* Exercise description: Repeat only what runs from the line with "Per instance: inside" through the last line of the data below, both included, keeping every word as it is and leaving out the pictures.

* Study material:

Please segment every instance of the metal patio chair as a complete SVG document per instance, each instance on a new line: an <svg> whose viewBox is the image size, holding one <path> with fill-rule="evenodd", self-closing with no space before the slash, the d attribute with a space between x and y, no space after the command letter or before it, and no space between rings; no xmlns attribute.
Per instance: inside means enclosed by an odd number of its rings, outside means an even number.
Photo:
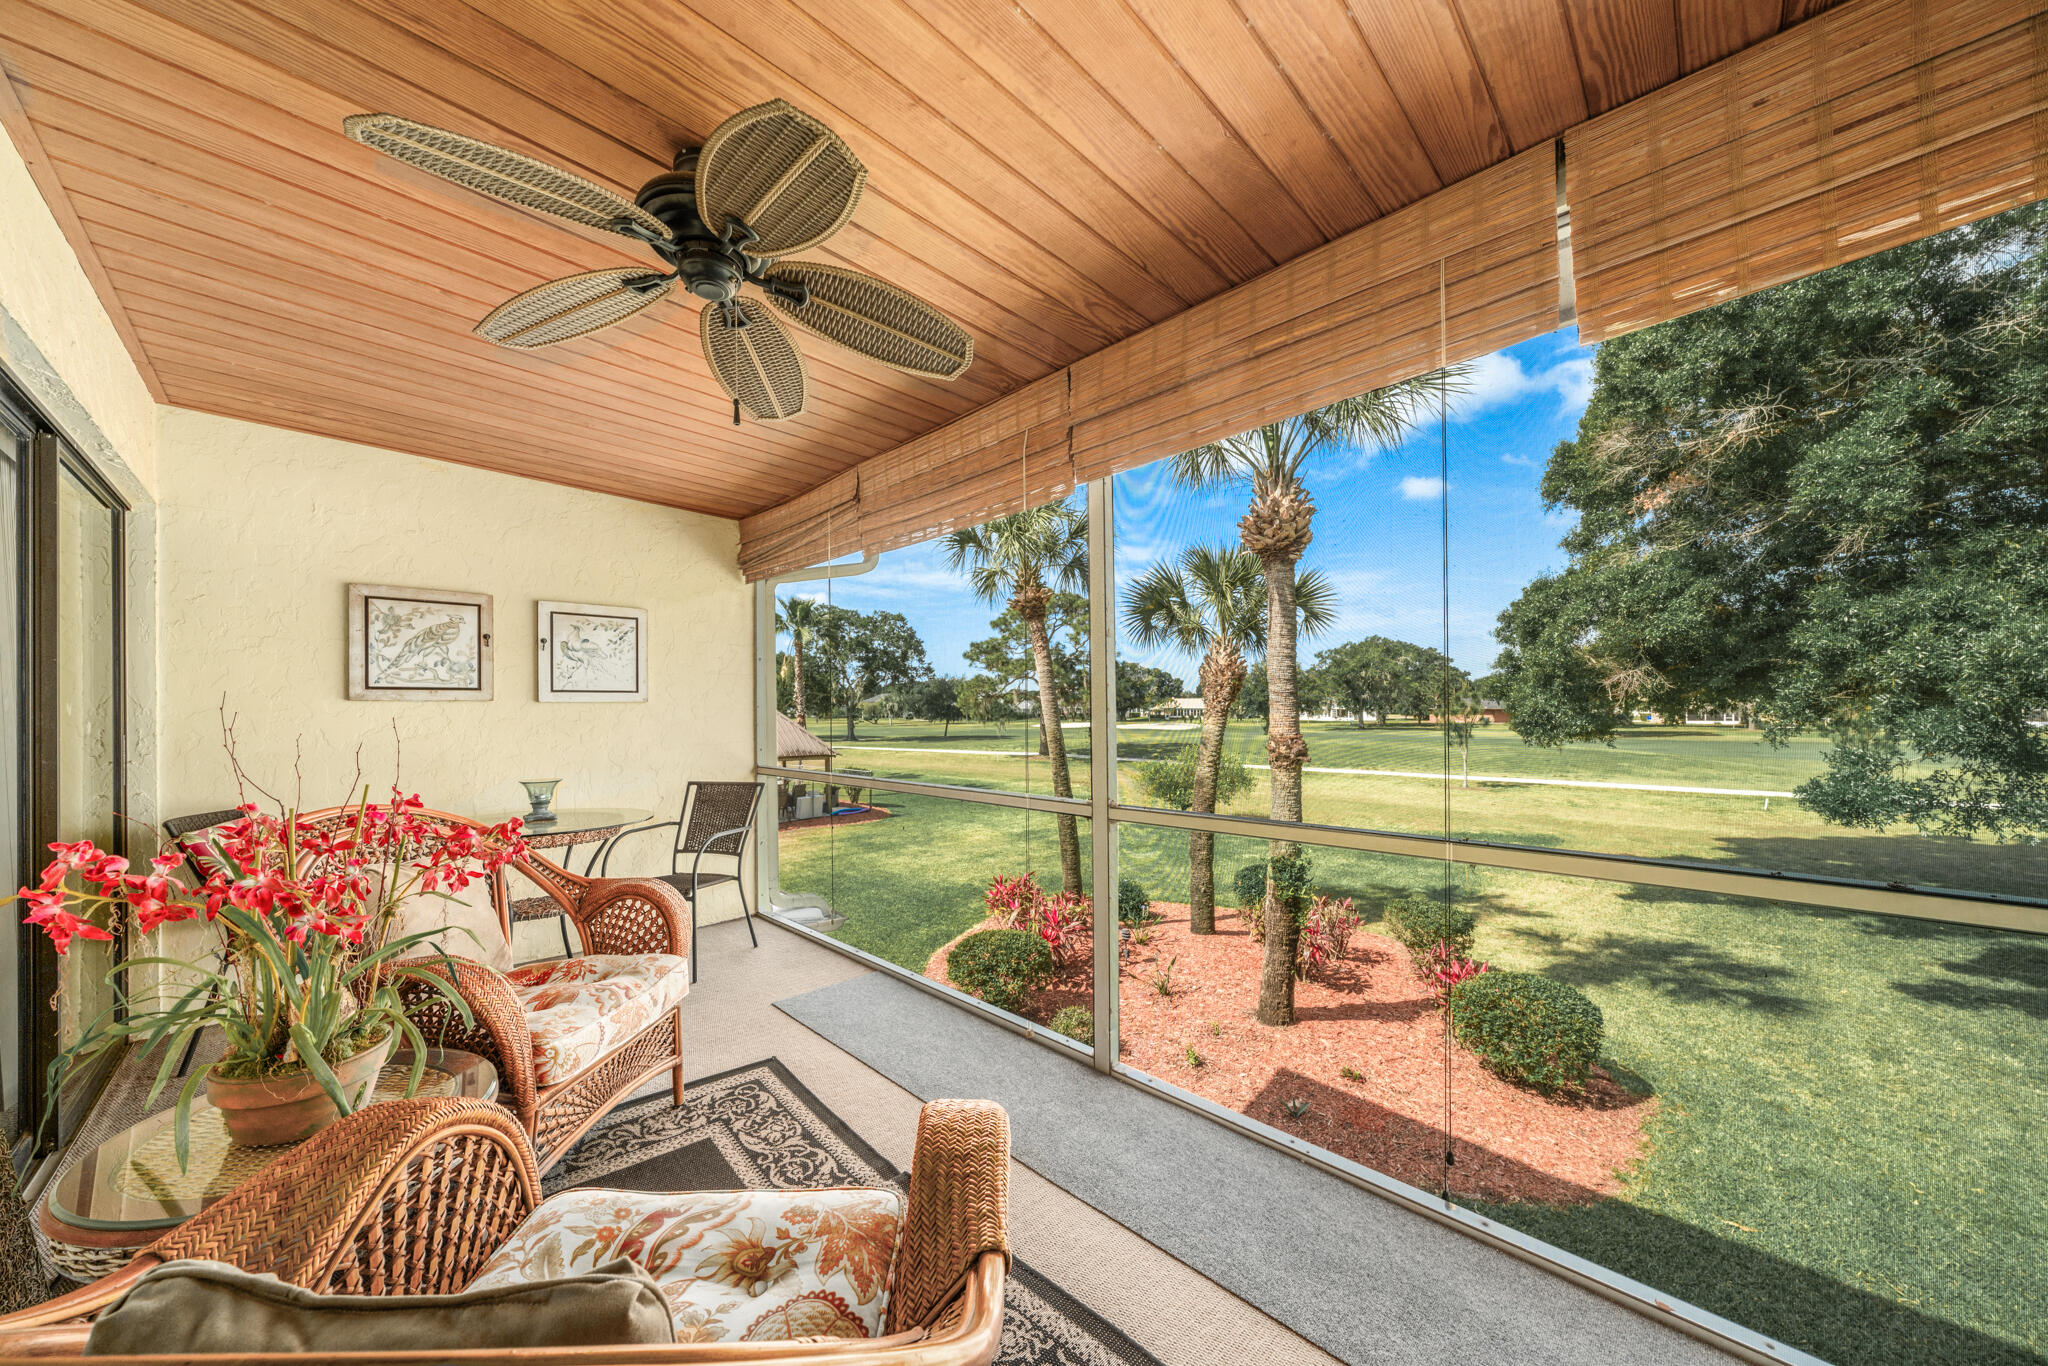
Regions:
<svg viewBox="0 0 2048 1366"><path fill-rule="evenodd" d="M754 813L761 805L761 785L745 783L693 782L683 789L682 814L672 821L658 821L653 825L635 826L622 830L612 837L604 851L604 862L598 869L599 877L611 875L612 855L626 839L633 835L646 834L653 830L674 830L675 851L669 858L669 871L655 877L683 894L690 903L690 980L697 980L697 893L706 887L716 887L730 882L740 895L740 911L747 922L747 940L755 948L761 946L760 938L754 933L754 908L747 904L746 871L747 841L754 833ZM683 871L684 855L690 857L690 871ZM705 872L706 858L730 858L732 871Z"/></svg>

* Final answer:
Per instance: inside means enclosed by an odd number of its rings, outside means an even number.
Photo:
Regions:
<svg viewBox="0 0 2048 1366"><path fill-rule="evenodd" d="M754 813L761 805L761 785L745 783L693 782L683 789L682 814L672 821L658 821L653 825L635 826L622 830L612 837L604 851L604 862L598 869L599 877L611 875L612 855L626 839L633 835L646 834L653 830L674 830L675 851L669 858L669 871L655 877L683 894L690 903L690 980L697 980L697 893L706 887L716 887L730 882L740 895L740 911L747 922L747 940L755 948L761 946L760 938L754 933L754 908L747 904L746 871L747 841L754 833ZM683 871L684 855L690 857L690 871ZM705 872L706 858L730 858L732 871Z"/></svg>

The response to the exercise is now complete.